SHORT TASK A — Return the portion of the troubleshooting thread that opens with the words containing "the latest bios" and closes with "FreedomEclipse (Feb 5, 2020)", copied word for word.

SELECTED EXCERPT —
Psu is chiftec 1250w,mobo is  aorus b450m


----------



## xtreemchaos (Feb 5, 2020)

are you using a XMP ? which bios do you have ?


----------



## FM34 (Feb 5, 2020)

xtreemchaos said:


> are you using a XMP ? which bios do you have ?


yes xmp profile 1,Bios is f41 a


----------



## xtreemchaos (Feb 5, 2020)

the latest bios is f50, id update and see where you stand it has advanced memory compatabilty, make sure you follow the instuctions on the download page.


----------



## FreedomEclipse (Feb 5, 2020)

Is the ram you bought a matched set?


----------



## cucker tarlson (Feb 5, 2020)

Bump imc voltage


----------



## FM34 (Feb 5, 2020)

cucker tarlson said:


> Bump imc voltage


how



FreedomEclipse said:


> Is the ram you bought a matched set?


yes


----------



## bug (Feb 5, 2020)

Game minimizing is not a crash, but rather some other (malicious?) app stealing focus.


----------



## potato580+ (Feb 5, 2020)

maybe becouse of cpu clock, did you using booster or somekind of thing, my friend got same problem using 2600x(stock cooler), it fixed by turning off gaming booster program, and run on 4ghz only


----------



## FM34 (Feb 5, 2020)

bug said:


> Game minimizing is not a crash, but rather some other (malicious?) app stealing focus.


game sometimes crashed


----------



## cucker tarlson (Feb 5, 2020)

FM34 said:


> how
> 
> 
> yes


Ask @ShrimpBrime maybe he will know ryzen better than me


----------



## FM34 (Feb 5, 2020)

cucker tarlson said:


> Ask @ShrimpBrime maybe he will know ryzen better than me


ok

do you think all this is due to ram memory



potato580+ said:


> maybe becouse of cpu clock, did you using booster or somekind of thing, my friend got same problem using 2600x(stock cooler), it fixed by turning off gaming booster program, and run on 4ghz only


No,i dont use any boost programs


----------



## EarthDog (Feb 5, 2020)

PROVIDED ENTRIES —
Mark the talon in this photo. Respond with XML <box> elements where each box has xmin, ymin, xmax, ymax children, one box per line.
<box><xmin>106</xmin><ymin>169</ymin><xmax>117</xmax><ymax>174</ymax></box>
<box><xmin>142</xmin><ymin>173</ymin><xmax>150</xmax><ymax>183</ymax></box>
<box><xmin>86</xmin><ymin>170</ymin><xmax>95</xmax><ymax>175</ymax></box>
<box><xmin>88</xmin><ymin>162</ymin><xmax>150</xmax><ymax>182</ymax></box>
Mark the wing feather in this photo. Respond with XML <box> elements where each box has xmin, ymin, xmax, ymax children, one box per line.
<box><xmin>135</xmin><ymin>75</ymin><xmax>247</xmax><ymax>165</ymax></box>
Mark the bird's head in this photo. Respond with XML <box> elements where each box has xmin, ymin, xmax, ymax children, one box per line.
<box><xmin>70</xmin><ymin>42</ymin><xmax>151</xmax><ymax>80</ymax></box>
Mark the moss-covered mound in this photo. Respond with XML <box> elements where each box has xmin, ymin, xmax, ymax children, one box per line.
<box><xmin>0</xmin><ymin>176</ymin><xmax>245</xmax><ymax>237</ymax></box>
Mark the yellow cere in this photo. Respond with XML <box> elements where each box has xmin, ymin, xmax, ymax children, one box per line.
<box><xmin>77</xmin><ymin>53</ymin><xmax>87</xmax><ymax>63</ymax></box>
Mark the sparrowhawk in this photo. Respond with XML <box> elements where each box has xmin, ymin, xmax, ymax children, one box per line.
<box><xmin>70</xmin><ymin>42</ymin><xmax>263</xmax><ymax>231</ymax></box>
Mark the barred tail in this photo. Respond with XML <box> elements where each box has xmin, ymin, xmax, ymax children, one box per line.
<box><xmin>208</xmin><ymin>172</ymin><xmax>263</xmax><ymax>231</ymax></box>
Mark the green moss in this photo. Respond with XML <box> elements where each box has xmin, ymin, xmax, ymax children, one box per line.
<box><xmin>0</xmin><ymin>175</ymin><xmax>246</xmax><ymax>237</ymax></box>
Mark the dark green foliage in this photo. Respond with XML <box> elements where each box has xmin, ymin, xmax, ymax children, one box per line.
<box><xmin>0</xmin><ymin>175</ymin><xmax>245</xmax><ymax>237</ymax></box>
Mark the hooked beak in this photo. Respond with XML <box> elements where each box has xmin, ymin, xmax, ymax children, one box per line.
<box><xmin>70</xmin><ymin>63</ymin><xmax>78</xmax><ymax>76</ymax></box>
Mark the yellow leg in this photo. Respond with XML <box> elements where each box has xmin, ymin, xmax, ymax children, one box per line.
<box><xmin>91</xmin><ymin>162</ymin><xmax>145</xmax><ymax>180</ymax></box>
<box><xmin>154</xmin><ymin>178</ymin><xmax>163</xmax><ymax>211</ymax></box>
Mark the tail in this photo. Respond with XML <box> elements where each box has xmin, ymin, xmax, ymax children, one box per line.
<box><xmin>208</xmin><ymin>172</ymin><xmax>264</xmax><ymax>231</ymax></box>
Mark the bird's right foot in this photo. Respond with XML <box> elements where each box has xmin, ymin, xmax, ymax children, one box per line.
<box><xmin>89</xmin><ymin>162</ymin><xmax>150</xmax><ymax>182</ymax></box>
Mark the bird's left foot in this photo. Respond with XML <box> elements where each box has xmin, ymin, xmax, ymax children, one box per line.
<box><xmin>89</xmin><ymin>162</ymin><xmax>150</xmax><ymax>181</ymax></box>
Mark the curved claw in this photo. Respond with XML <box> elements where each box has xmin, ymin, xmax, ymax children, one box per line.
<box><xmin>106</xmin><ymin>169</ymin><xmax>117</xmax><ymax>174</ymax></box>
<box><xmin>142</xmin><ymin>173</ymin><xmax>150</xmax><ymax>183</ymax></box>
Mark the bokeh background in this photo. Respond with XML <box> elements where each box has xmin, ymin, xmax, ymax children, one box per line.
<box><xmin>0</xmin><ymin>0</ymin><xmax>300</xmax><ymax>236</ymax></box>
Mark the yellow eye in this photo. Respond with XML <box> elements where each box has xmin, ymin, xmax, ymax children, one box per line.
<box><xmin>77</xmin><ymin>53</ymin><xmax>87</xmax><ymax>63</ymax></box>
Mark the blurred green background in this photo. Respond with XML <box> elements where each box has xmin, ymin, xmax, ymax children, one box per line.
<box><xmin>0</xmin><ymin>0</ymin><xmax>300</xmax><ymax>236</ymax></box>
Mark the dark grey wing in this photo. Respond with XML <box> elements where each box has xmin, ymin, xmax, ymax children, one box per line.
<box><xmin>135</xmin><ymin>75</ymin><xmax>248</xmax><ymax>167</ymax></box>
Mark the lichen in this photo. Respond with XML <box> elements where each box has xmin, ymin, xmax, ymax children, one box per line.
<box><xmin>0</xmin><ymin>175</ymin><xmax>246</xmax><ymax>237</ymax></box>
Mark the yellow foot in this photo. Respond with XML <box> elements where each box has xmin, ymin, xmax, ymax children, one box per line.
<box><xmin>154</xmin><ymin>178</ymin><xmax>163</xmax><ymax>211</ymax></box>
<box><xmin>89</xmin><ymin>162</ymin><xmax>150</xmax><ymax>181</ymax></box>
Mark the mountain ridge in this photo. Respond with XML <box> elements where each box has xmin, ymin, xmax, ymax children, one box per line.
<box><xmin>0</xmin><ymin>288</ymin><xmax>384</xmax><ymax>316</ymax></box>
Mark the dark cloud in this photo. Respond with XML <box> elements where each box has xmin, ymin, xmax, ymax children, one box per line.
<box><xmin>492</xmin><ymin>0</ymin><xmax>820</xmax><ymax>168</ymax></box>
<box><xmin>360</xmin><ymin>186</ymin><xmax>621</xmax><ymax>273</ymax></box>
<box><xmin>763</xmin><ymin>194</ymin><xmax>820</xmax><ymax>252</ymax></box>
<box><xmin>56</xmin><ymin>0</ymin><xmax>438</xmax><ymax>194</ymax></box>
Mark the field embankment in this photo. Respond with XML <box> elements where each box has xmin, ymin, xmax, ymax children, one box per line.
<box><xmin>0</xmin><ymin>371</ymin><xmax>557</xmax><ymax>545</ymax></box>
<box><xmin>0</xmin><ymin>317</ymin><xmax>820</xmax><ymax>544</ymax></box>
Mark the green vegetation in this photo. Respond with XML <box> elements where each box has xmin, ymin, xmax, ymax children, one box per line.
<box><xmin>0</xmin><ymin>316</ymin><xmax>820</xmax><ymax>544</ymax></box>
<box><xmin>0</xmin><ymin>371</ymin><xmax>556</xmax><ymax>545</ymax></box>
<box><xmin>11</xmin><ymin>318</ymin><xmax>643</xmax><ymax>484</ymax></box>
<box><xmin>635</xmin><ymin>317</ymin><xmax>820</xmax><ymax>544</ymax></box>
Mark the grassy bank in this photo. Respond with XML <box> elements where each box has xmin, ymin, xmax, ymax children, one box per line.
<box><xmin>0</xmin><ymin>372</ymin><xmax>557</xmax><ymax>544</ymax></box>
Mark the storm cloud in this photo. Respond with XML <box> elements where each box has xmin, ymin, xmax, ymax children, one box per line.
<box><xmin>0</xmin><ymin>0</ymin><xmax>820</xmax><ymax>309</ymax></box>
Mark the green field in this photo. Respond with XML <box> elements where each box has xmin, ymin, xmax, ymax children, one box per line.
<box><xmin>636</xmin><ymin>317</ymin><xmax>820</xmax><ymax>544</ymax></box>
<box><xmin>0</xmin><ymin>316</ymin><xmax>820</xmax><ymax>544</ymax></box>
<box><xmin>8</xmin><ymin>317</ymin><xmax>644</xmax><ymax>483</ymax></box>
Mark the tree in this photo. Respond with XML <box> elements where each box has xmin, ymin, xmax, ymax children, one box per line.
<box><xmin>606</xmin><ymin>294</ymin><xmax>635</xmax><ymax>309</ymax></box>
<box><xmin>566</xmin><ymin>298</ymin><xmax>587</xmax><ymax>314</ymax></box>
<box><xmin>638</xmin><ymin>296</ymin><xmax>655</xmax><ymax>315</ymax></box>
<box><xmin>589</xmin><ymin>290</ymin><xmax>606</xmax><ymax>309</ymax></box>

SHORT TASK B — Edit the records from the line containing "Mark the tree" through the end of the records, replacing "in this photo" with "in this image" and leaving everything else as it stands. Give back only those lines.

WRITTEN ANSWER A —
the latest bios is f50, id update and see where you stand it has advanced memory compatabilty, make sure you follow the instuctions on the download page.


----------



## FreedomEclipse (Feb 5, 2020)

WRITTEN ANSWER B —
Mark the tree in this image. Respond with XML <box> elements where each box has xmin, ymin, xmax, ymax children, one box per line.
<box><xmin>606</xmin><ymin>294</ymin><xmax>635</xmax><ymax>309</ymax></box>
<box><xmin>566</xmin><ymin>298</ymin><xmax>587</xmax><ymax>314</ymax></box>
<box><xmin>638</xmin><ymin>296</ymin><xmax>655</xmax><ymax>315</ymax></box>
<box><xmin>589</xmin><ymin>290</ymin><xmax>606</xmax><ymax>309</ymax></box>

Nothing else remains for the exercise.